#### Required work:
Lines below that include "ceiling" are the answer; copy each one.

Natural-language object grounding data
::::
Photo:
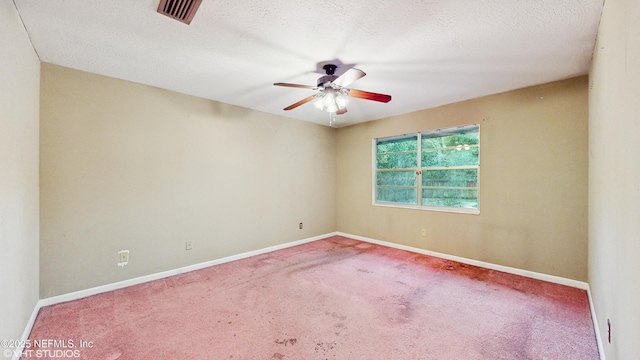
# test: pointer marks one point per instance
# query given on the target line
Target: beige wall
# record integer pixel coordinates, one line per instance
(533, 181)
(127, 166)
(614, 178)
(19, 102)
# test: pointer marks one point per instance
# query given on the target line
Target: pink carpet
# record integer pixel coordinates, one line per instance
(331, 299)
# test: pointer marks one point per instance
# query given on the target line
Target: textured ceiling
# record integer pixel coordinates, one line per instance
(423, 53)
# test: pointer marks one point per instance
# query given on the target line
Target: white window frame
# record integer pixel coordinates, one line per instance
(418, 171)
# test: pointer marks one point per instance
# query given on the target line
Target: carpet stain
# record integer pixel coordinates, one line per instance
(343, 299)
(336, 315)
(284, 342)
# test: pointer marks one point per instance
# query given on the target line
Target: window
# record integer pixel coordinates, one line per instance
(437, 170)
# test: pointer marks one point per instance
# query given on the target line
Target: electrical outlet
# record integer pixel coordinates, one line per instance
(123, 257)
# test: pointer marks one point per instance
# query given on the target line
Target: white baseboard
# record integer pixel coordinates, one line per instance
(526, 273)
(26, 332)
(596, 327)
(147, 278)
(151, 277)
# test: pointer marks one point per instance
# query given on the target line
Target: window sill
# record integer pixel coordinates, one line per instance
(430, 208)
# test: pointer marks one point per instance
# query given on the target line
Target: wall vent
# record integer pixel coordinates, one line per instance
(181, 10)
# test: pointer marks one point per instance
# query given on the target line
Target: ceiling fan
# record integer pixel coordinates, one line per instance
(334, 92)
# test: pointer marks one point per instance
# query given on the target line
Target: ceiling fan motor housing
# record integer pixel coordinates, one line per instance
(325, 79)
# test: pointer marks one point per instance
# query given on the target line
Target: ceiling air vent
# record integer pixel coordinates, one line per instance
(181, 10)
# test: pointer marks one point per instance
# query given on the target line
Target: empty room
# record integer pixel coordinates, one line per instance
(206, 179)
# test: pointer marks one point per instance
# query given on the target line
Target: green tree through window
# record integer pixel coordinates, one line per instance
(431, 169)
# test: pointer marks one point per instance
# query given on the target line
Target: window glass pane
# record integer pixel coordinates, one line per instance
(468, 135)
(397, 161)
(450, 198)
(450, 178)
(396, 195)
(468, 155)
(397, 145)
(396, 178)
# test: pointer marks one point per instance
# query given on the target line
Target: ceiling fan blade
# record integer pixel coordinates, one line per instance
(301, 102)
(297, 85)
(349, 77)
(368, 95)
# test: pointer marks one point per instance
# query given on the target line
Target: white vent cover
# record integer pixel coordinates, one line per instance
(181, 10)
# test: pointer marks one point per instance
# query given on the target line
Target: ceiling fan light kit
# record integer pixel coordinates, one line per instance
(333, 95)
::::
#### Task output:
Target: textured ceiling
Target: ceiling fan
Target: ceiling fan motor housing
Target: ceiling air vent
Target: ceiling fan blade
Target: ceiling fan light kit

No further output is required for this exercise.